Each line of the listing that includes "countertop" should be reported.

• Recorded information
===

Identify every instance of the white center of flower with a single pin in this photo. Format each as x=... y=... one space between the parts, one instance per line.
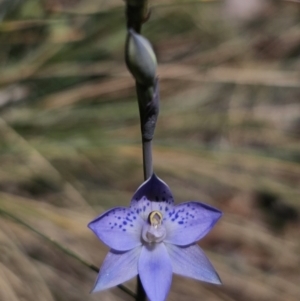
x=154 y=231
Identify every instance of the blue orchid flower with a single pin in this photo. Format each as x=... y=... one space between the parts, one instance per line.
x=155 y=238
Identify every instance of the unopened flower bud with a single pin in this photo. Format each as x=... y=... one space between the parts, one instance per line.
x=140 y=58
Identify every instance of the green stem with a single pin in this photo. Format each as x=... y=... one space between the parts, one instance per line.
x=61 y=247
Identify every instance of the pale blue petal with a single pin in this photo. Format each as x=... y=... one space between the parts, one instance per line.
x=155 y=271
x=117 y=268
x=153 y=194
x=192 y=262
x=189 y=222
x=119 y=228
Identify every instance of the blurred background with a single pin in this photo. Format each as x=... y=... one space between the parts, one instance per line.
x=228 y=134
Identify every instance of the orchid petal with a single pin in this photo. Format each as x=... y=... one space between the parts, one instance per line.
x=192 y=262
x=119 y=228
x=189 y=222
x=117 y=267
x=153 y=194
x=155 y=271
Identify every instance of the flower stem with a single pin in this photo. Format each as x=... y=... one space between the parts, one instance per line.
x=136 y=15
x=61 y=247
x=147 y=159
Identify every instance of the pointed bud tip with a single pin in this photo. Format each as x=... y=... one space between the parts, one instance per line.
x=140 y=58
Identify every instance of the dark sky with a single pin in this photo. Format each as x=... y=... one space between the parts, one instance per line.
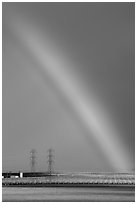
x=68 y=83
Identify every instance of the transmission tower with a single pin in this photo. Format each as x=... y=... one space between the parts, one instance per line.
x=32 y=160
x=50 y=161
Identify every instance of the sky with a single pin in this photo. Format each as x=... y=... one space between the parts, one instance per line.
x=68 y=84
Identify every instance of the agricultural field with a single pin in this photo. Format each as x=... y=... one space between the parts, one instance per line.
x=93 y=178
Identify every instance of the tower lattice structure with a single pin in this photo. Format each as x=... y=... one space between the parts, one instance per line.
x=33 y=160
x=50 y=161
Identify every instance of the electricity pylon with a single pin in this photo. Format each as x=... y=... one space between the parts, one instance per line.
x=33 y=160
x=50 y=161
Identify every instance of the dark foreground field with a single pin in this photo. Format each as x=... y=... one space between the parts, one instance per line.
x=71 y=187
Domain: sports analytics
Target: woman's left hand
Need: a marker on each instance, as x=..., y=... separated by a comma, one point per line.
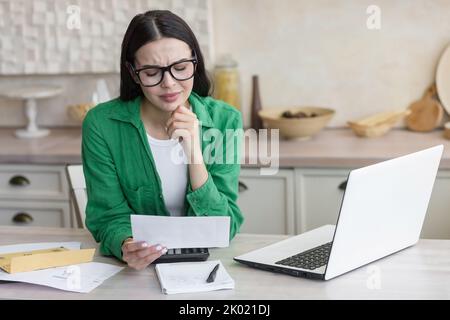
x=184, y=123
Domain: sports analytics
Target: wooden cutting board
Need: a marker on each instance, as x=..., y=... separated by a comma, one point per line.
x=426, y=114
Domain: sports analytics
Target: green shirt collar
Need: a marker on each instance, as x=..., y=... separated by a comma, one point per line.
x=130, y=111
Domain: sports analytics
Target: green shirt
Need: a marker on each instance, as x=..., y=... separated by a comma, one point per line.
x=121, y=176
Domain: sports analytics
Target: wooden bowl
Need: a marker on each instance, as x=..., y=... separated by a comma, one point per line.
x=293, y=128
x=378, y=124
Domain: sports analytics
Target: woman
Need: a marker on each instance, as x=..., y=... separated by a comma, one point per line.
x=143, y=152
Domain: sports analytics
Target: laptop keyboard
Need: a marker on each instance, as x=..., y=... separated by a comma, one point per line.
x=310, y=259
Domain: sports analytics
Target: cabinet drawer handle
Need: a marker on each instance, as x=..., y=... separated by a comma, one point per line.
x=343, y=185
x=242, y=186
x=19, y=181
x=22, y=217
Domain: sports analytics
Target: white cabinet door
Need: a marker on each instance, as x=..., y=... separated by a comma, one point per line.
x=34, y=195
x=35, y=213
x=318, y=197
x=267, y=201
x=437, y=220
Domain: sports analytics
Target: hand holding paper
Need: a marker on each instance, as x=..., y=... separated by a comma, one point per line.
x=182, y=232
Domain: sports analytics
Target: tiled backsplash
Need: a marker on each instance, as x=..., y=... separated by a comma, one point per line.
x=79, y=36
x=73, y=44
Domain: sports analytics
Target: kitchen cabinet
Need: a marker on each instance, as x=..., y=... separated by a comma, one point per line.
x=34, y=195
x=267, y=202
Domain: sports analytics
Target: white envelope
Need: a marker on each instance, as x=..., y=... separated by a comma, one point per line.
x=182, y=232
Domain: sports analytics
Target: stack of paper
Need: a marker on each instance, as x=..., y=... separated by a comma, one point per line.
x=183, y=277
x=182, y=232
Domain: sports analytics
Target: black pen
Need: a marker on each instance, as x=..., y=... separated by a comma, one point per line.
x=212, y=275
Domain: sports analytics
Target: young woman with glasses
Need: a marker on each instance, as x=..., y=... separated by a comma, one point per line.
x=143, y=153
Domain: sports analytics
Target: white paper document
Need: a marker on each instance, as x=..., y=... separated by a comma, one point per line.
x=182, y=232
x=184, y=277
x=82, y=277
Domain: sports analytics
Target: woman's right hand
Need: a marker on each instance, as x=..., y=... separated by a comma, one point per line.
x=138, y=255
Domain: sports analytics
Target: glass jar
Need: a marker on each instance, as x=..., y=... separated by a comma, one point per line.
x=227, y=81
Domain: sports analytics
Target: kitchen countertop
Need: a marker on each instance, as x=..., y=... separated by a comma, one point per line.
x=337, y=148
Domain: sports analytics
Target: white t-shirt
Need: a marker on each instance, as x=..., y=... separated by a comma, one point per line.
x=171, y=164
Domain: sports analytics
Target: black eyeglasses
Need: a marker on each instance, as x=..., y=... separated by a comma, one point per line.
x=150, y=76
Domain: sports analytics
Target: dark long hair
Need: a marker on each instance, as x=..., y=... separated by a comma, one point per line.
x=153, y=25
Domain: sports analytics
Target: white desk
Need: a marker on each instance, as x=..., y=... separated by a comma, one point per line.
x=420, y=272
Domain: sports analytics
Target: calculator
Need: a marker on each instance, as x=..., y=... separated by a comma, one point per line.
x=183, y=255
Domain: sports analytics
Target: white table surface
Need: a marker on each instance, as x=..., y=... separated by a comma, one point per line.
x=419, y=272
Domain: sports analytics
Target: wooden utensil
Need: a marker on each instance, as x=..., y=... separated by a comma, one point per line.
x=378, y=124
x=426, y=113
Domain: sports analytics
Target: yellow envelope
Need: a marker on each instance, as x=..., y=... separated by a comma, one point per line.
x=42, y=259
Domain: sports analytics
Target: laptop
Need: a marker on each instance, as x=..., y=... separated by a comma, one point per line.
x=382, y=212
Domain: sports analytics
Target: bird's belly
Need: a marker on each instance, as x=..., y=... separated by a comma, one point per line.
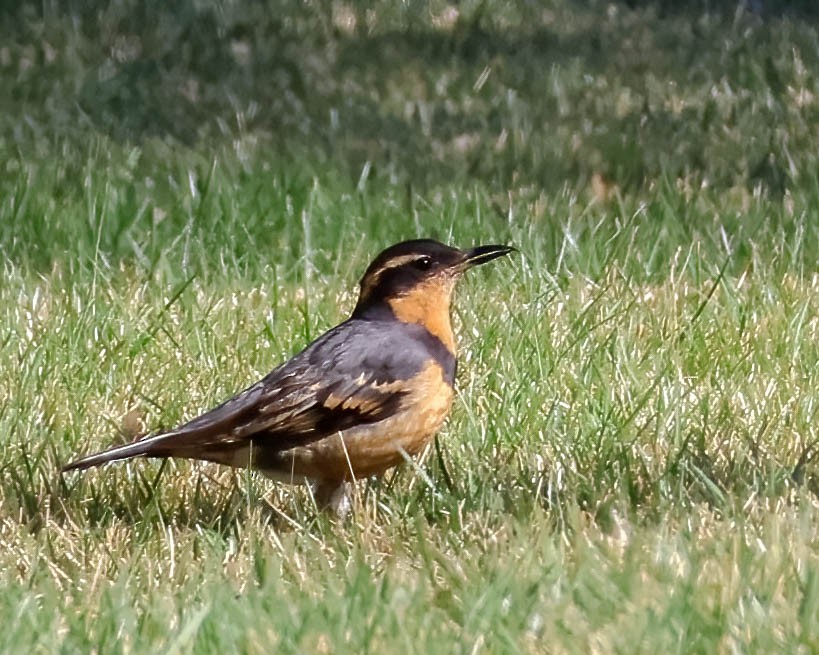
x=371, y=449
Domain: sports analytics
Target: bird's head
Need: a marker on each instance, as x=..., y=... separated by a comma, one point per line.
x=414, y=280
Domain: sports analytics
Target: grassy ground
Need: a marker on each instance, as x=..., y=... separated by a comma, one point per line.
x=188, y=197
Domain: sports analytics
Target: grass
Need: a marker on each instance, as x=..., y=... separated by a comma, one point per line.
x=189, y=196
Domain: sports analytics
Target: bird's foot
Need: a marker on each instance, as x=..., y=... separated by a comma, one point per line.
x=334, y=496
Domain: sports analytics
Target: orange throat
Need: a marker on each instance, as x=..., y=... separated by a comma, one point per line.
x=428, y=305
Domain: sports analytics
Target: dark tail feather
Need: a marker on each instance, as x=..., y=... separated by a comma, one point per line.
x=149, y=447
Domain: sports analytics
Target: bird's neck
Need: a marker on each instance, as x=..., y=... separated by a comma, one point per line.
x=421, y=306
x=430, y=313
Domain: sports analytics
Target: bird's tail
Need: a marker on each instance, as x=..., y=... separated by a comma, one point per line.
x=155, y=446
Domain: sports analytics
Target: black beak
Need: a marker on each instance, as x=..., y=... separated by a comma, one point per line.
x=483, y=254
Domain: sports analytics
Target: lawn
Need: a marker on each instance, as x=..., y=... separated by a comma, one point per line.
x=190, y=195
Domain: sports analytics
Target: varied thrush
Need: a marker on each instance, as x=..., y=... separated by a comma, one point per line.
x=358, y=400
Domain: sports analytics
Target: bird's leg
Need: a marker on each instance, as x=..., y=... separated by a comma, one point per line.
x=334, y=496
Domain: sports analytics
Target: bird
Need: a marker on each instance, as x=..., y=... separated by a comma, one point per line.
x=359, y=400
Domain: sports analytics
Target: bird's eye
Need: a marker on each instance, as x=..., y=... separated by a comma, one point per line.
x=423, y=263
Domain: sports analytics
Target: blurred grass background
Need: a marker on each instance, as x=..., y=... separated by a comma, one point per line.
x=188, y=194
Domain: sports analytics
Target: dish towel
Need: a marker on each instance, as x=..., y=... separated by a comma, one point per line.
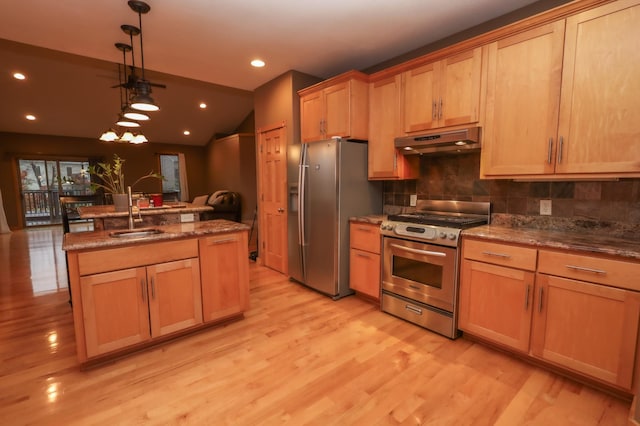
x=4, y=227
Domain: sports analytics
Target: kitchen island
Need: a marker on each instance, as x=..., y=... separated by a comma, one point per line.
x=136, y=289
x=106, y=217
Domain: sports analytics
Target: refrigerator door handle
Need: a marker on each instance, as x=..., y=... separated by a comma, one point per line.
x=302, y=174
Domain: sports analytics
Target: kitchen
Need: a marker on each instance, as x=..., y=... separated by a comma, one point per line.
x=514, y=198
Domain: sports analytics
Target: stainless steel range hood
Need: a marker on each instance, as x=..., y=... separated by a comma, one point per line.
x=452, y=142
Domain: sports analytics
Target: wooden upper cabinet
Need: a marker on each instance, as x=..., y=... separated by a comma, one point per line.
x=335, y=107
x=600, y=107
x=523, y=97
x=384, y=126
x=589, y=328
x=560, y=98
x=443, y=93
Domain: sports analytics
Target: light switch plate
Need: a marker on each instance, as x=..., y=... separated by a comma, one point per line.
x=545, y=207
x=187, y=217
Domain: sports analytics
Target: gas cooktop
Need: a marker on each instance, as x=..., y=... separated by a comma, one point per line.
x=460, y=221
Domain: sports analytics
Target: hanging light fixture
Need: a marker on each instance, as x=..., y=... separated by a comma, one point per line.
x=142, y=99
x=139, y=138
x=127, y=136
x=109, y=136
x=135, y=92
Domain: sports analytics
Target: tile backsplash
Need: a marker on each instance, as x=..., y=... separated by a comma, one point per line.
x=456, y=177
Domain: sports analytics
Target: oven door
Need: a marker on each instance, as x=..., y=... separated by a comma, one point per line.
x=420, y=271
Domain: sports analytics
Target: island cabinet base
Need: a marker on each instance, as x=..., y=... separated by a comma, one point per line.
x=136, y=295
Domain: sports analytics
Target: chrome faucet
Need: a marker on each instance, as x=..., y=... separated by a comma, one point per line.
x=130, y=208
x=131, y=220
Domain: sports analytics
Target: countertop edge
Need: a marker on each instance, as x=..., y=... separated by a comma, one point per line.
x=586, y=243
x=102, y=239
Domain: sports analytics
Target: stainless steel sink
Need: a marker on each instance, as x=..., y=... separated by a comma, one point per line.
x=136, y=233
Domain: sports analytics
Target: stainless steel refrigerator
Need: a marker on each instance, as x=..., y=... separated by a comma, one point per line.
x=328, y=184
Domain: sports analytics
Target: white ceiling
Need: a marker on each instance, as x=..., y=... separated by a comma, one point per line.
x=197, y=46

===

• Answer space
Target: kitchen countertop
Target: countertop edge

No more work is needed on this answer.